### SELECTED TEXT:
------
I beg to disagree. Poverty is an enormous factor.

There are three categories of people who did not flee hurricane Katrina. The question is did this man fall into category one or category three. Just because his son says he is a category one, does not mean you can rule him out of category three. On the flip side, we can't place him in category three either because we don't know for sure where he goes. We should always be open minded to all possibilities.

Categories:

1) People with proper knowledge of the severity of the storm and means to leave, who decided on their own free will not to leave. People like this who died have only themselves to blame.

2) People living in a state of poverty who did not have the means to leave i.e. transportation and thus were forced to stay behind. This is not their fault. Poverty is to blame here.

3) People living in a state of poverty who did not have the means to know or understand the severity of the storm. These people may have said they have "chosen" to stay, but they lacked the information to make an informed decision and thus it was not their fault. Poverty is to blame here.
------
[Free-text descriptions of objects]
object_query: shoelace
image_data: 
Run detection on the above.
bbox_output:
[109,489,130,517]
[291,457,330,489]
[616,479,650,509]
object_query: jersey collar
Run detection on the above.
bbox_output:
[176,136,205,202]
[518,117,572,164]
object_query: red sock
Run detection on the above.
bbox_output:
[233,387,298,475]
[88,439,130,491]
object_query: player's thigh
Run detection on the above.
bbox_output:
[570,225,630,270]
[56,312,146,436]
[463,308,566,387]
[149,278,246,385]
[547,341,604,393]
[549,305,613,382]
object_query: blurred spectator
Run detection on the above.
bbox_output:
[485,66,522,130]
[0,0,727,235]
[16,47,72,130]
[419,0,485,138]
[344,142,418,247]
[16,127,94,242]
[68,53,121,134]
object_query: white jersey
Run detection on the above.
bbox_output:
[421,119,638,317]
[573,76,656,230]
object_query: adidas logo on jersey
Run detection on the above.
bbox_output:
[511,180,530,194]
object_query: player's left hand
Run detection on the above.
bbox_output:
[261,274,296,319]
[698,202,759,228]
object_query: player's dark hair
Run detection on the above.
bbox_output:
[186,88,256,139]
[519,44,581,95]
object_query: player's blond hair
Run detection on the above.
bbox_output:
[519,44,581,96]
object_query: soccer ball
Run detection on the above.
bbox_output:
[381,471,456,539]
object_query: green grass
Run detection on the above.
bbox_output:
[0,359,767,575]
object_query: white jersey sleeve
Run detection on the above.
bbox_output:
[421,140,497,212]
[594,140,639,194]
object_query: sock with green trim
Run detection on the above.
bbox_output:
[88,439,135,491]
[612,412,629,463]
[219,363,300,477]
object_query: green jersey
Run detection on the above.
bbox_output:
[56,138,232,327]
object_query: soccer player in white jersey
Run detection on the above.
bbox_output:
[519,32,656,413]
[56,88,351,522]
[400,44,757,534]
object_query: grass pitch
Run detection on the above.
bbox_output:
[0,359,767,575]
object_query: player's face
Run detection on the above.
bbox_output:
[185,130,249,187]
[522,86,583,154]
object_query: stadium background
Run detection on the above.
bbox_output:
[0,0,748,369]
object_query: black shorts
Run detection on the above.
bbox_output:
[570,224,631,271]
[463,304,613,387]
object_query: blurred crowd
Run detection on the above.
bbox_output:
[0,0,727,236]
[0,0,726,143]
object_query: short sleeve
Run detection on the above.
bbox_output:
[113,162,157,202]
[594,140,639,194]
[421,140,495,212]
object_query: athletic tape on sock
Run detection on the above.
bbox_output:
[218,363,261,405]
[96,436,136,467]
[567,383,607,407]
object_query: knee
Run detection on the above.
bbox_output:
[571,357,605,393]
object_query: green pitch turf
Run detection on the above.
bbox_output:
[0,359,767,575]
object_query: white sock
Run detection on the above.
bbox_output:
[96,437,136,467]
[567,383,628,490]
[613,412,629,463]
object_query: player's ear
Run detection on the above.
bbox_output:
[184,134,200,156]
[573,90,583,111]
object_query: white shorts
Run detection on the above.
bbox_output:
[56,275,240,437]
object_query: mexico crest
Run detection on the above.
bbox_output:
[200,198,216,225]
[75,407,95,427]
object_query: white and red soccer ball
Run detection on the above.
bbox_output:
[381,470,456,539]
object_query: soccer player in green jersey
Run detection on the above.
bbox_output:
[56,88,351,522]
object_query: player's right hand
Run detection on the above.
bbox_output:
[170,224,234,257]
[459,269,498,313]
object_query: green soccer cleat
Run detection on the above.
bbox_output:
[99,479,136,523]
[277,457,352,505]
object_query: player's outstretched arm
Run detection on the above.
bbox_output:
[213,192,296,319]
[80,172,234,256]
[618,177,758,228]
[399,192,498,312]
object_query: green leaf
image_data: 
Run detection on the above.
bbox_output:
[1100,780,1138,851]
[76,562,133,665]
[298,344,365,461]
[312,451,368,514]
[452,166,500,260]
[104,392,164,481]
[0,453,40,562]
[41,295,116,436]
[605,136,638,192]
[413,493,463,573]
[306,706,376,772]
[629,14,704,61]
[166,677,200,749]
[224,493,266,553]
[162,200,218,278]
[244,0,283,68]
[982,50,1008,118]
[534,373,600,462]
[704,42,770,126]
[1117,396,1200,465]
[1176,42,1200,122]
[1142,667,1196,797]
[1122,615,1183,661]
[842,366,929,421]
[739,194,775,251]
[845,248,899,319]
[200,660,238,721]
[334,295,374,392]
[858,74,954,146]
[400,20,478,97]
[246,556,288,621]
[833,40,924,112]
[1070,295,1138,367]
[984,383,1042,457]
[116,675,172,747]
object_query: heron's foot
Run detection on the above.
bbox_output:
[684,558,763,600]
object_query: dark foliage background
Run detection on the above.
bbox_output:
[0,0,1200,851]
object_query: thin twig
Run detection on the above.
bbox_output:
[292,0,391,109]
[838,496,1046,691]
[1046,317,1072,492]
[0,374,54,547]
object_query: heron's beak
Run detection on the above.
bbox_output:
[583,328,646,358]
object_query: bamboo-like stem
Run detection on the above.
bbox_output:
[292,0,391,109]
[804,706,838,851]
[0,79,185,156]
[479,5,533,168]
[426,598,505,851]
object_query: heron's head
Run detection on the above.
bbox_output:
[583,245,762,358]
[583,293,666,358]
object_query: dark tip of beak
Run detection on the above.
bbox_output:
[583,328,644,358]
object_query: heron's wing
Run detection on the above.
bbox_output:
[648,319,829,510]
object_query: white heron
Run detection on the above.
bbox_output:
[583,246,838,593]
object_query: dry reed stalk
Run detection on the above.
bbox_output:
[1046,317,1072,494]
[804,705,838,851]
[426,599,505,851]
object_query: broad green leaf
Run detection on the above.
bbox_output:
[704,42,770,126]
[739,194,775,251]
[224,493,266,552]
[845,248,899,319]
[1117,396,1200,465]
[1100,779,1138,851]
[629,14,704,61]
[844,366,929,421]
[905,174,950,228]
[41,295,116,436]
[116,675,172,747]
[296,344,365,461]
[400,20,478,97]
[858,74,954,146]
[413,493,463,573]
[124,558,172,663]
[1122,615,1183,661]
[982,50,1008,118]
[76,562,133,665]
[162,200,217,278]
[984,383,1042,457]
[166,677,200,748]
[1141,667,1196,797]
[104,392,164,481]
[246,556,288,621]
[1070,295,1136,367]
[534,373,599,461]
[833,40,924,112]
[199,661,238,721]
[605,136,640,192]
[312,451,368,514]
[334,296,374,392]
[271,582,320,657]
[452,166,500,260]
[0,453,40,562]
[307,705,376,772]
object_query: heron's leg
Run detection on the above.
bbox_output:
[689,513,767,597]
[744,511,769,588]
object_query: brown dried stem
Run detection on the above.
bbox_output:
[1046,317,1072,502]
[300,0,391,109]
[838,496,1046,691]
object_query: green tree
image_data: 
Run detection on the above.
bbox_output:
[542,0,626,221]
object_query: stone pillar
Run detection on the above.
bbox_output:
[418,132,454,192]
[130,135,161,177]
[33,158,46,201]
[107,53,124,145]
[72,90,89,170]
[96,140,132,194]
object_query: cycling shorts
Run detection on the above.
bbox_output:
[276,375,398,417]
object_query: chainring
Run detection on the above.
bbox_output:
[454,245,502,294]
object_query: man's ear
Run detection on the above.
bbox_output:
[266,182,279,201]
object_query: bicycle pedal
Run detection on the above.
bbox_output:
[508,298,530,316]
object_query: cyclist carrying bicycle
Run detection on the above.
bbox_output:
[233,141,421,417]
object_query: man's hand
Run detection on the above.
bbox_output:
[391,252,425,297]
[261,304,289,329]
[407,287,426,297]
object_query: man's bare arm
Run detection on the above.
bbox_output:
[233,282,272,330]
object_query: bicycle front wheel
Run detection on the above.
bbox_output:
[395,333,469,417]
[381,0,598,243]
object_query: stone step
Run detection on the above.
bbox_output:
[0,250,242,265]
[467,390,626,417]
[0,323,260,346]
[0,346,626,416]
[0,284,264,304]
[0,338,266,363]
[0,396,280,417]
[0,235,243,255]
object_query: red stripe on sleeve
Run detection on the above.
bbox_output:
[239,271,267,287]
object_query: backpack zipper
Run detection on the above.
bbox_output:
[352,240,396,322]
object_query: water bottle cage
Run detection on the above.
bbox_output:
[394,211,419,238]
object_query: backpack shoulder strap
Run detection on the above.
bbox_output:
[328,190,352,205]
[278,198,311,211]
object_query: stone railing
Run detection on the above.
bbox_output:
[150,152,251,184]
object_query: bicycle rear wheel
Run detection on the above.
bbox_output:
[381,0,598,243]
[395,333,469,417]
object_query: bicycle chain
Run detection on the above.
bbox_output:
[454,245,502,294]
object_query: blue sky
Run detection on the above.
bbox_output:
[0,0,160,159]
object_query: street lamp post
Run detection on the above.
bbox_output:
------
### TASKS AND EXERCISES:
(1) List each category of people who did not flee Hurricane Katrina that the text on Hurricane Katrina describes.
(2) In the text on Hurricane Katrina, who is to blame when people in the first category die?

### EXERCISE ANSWERS:
(1)
1) People who knew how severe the storm was and had the means to leave, but chose of their own free will not to leave.
2) People living in poverty who lacked the means to leave, such as transportation, and so were forced to stay behind.
3) People living in poverty who lacked the means to know or understand how severe the storm was, and so could not make an informed decision to stay.

(2) They have only themselves to blame.